-- Quoted passage --

# Boar hunting with a pellet gun



## WillBrink (Aug 2, 2008)

Impossible you say? Check this out:

http://www.gamousa.com/Videos/62_mov.htm

Amazing!


----------



## WillBrink (Aug 2, 2008)

Yes I am a retard. Should be Boar hunting....


----------



## 8'Duece (Aug 2, 2008)

Chris McCandless, "Into the wild" shot a moose with a 10/22  .22Lr rifle while in his Alaska trek and staying in the "Magic Bus"  

In the book, Jon Krakauer describes Chris's recollection of this event by quoting Chris saying "I shot several times right into the mooses head and two more times when he was stumbling around like a retarded child" 

I guess it can be done under the right circumstances.


----------



## Farang (Aug 2, 2008)

-- Dataset records --
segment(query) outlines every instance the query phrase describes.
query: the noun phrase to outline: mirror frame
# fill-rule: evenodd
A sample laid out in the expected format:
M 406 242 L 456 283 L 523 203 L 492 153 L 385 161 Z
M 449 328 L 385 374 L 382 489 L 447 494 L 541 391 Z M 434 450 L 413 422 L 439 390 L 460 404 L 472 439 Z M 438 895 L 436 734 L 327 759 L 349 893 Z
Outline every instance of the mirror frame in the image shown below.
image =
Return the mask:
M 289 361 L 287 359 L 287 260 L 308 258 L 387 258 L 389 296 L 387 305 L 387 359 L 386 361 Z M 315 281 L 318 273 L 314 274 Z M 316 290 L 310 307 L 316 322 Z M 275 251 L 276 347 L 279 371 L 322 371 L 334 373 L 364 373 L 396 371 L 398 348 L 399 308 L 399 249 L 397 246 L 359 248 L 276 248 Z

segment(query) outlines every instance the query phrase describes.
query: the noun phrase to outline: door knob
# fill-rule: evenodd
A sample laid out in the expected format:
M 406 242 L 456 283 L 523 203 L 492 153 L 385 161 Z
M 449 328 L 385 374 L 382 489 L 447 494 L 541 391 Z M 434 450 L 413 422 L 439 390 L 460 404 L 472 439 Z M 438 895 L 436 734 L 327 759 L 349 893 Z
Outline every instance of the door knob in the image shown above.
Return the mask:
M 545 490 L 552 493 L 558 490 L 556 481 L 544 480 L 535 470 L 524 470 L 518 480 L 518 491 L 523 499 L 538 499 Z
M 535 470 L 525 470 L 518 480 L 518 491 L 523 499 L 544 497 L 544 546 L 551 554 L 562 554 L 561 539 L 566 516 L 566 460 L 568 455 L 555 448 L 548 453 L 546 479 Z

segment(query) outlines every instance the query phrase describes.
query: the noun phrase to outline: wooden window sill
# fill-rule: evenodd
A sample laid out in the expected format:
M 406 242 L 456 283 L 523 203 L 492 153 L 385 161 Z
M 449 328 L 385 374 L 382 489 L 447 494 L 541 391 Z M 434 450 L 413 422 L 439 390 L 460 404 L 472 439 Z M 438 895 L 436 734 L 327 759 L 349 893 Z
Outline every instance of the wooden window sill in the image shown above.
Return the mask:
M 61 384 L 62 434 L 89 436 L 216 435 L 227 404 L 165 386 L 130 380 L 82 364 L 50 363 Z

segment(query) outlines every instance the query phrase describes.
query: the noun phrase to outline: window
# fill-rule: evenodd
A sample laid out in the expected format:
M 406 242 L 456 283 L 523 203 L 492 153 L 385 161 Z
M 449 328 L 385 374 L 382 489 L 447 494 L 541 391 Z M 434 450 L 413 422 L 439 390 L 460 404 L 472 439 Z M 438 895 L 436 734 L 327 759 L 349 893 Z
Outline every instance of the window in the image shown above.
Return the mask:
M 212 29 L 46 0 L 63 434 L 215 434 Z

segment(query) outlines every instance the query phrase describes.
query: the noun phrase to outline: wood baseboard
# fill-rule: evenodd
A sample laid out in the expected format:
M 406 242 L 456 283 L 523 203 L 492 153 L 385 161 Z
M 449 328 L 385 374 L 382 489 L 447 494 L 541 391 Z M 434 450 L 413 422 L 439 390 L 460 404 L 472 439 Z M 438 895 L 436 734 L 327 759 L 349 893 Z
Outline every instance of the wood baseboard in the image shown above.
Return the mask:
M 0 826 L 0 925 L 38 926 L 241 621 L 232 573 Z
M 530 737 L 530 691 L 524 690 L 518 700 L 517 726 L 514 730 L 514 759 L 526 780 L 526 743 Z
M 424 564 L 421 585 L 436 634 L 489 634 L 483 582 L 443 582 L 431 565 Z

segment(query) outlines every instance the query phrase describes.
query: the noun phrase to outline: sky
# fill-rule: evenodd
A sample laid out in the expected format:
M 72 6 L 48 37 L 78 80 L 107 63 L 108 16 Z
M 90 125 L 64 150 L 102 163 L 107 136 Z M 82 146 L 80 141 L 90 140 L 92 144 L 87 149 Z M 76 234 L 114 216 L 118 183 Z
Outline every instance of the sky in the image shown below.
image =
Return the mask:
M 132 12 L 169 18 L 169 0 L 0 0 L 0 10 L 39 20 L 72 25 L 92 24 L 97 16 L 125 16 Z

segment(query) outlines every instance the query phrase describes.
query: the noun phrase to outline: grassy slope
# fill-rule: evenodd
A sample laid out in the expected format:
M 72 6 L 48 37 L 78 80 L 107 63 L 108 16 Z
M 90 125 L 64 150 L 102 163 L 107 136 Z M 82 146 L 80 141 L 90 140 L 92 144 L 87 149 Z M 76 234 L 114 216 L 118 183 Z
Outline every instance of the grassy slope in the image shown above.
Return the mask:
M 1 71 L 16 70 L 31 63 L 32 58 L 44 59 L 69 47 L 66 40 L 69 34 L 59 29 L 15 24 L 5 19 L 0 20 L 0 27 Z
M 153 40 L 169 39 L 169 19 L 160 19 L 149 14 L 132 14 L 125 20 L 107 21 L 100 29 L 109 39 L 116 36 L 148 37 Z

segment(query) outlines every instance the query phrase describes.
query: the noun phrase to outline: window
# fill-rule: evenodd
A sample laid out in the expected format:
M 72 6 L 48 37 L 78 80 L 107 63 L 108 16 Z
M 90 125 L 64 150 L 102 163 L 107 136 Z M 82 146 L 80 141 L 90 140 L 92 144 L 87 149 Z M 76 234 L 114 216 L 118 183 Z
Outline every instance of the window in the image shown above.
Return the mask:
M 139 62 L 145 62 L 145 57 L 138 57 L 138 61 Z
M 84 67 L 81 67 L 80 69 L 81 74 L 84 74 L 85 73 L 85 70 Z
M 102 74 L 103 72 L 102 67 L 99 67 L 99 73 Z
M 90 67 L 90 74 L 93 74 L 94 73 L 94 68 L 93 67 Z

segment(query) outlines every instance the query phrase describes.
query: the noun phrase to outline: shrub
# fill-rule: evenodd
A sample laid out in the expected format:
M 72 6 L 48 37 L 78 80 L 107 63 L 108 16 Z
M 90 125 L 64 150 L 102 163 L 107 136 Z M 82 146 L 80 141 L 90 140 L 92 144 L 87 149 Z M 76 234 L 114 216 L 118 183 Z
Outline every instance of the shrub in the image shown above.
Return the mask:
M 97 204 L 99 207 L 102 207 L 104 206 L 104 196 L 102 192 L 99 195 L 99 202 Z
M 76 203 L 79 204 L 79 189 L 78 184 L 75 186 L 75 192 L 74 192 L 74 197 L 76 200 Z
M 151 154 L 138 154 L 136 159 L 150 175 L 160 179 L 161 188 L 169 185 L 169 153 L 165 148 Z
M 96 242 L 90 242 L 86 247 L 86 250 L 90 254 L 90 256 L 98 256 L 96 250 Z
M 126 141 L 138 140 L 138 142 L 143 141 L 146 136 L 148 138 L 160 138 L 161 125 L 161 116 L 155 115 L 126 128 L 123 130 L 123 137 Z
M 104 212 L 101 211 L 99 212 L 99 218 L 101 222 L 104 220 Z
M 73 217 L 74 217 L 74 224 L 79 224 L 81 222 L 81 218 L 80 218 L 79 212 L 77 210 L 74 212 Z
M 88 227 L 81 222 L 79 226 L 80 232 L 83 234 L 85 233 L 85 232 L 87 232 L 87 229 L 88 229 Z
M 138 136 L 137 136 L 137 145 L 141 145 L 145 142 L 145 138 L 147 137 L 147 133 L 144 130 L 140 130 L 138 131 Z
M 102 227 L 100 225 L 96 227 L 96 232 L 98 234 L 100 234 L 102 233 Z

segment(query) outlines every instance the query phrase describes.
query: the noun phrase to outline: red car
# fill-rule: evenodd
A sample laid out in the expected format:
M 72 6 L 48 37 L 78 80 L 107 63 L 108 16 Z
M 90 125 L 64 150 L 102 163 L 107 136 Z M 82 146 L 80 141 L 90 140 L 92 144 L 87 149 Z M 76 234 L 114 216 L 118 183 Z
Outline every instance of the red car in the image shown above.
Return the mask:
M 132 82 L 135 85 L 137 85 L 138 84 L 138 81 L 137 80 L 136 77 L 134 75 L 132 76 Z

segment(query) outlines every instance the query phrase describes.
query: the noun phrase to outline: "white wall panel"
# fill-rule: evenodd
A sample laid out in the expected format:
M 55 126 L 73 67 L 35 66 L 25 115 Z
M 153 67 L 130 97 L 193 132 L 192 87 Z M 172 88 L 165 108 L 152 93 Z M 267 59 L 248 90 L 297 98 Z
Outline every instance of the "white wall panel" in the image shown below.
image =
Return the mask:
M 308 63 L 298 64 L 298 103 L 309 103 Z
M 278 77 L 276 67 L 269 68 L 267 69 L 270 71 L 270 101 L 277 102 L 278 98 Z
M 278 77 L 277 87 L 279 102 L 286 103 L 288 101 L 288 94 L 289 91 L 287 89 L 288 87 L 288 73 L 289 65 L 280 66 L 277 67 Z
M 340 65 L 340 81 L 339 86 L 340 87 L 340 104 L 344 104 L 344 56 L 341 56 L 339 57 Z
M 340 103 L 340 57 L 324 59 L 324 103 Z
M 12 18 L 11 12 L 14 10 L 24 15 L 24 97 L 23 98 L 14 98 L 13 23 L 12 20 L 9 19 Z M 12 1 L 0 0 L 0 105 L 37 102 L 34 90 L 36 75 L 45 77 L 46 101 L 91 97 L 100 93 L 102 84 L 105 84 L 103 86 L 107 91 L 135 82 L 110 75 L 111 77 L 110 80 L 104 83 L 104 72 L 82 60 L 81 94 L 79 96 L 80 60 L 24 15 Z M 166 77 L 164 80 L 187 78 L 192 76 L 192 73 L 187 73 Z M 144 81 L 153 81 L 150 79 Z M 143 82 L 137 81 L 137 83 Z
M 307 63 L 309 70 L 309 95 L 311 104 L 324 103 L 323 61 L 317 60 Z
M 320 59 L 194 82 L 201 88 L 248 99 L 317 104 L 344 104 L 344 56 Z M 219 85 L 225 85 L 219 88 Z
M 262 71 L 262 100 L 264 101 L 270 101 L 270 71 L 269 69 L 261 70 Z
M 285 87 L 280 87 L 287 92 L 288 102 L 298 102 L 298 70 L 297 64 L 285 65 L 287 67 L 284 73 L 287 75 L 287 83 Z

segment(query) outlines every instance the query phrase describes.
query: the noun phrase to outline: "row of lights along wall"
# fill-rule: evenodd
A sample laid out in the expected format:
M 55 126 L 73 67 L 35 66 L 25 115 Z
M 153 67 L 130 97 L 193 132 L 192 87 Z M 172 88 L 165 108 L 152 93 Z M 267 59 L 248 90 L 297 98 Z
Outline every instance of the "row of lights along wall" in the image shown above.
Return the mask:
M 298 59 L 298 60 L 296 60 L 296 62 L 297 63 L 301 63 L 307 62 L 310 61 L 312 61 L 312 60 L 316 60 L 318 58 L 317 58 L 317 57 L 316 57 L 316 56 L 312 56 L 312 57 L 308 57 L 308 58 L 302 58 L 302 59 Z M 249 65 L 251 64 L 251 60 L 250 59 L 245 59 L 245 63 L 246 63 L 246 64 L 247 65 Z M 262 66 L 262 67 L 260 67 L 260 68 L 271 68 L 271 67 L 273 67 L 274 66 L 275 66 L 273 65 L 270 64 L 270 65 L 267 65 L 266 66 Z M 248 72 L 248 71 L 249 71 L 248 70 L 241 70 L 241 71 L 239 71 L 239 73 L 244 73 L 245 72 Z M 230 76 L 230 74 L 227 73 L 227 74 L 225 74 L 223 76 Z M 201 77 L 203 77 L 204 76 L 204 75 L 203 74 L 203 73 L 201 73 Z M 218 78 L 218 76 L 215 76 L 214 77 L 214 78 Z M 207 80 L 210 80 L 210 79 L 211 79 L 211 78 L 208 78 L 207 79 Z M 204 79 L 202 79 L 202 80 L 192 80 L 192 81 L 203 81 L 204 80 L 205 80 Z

-- Set tasks --
a: Return the part of the boar hunting thread from "## 8'Duece (Aug" to "Farang (Aug 2, 2008)".
b: In the boar hunting thread, which writer does 8'Duece say described Chris McCandless's recollection of shooting a moose?
The material can be set aside.

-- Outputs --
a:
## 8'Duece (Aug 2, 2008)

Chris McCandless, "Into the wild" shot a moose with a 10/22  .22Lr rifle while in his Alaska trek and staying in the "Magic Bus"  

In the book, Jon Krakauer describes Chris's recollection of this event by quoting Chris saying "I shot several times right into the mooses head and two more times when he was stumbling around like a retarded child" 

I guess it can be done under the right circumstances.


----------



## Farang (Aug 2, 2008)

b: Jon Krakauer